Dataset records:

-=-=-=-=-

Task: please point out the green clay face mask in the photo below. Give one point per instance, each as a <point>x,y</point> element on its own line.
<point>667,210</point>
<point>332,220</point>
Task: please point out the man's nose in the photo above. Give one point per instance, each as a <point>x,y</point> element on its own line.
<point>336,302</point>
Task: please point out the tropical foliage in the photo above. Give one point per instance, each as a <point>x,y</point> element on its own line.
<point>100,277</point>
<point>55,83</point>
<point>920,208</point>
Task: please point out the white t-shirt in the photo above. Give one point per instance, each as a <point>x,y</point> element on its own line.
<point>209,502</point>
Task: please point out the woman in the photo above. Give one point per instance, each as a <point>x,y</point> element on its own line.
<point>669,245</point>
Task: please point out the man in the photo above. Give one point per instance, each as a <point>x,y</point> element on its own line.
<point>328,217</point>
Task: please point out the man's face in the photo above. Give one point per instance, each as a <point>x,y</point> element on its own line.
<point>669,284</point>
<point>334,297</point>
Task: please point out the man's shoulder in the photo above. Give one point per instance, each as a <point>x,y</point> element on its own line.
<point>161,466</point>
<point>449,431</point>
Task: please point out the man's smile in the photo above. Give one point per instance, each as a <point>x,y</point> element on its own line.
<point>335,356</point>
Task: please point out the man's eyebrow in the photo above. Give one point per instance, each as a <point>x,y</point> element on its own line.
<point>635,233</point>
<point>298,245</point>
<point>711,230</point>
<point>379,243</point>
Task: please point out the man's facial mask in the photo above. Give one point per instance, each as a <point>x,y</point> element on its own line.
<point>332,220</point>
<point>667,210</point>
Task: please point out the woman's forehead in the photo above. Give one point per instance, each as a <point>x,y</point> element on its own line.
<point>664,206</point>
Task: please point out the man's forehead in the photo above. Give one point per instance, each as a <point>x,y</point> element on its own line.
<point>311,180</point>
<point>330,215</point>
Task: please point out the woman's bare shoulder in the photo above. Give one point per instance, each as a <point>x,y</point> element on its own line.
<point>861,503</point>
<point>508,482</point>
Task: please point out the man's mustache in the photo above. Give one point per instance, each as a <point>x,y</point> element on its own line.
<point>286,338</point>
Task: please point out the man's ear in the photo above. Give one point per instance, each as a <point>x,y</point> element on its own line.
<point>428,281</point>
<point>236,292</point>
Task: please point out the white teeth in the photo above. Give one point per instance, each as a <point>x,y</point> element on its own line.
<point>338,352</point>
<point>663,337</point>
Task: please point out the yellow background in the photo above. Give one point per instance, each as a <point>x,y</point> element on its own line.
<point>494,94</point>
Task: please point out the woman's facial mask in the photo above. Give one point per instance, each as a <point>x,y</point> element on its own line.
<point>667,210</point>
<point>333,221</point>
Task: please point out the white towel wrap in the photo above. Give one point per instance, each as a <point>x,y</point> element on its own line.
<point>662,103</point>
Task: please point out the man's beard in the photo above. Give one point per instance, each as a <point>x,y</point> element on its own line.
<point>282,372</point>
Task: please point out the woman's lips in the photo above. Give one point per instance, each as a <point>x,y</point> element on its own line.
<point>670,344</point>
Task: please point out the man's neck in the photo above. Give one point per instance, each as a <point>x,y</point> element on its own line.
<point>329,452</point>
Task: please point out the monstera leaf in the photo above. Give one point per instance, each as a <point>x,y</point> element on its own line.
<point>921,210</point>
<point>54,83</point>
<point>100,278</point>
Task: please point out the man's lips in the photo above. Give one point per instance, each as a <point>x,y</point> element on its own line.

-=-=-=-=-

▶ [PROBLEM TO SOLVE]:
Reproduce the lines starting with the one that contains "Task: please point out the monstera" and continuing through the last line above, including both.

▶ [OUTPUT OF THE EXERCISE]:
Task: please point out the monstera leaf in the photo above. Give one point per instance, each as a <point>x,y</point> element on its own line.
<point>921,210</point>
<point>54,83</point>
<point>100,278</point>
Task: please point out the man's lips in the photo above. Give one point per instance, each as a <point>x,y</point> element on its own line.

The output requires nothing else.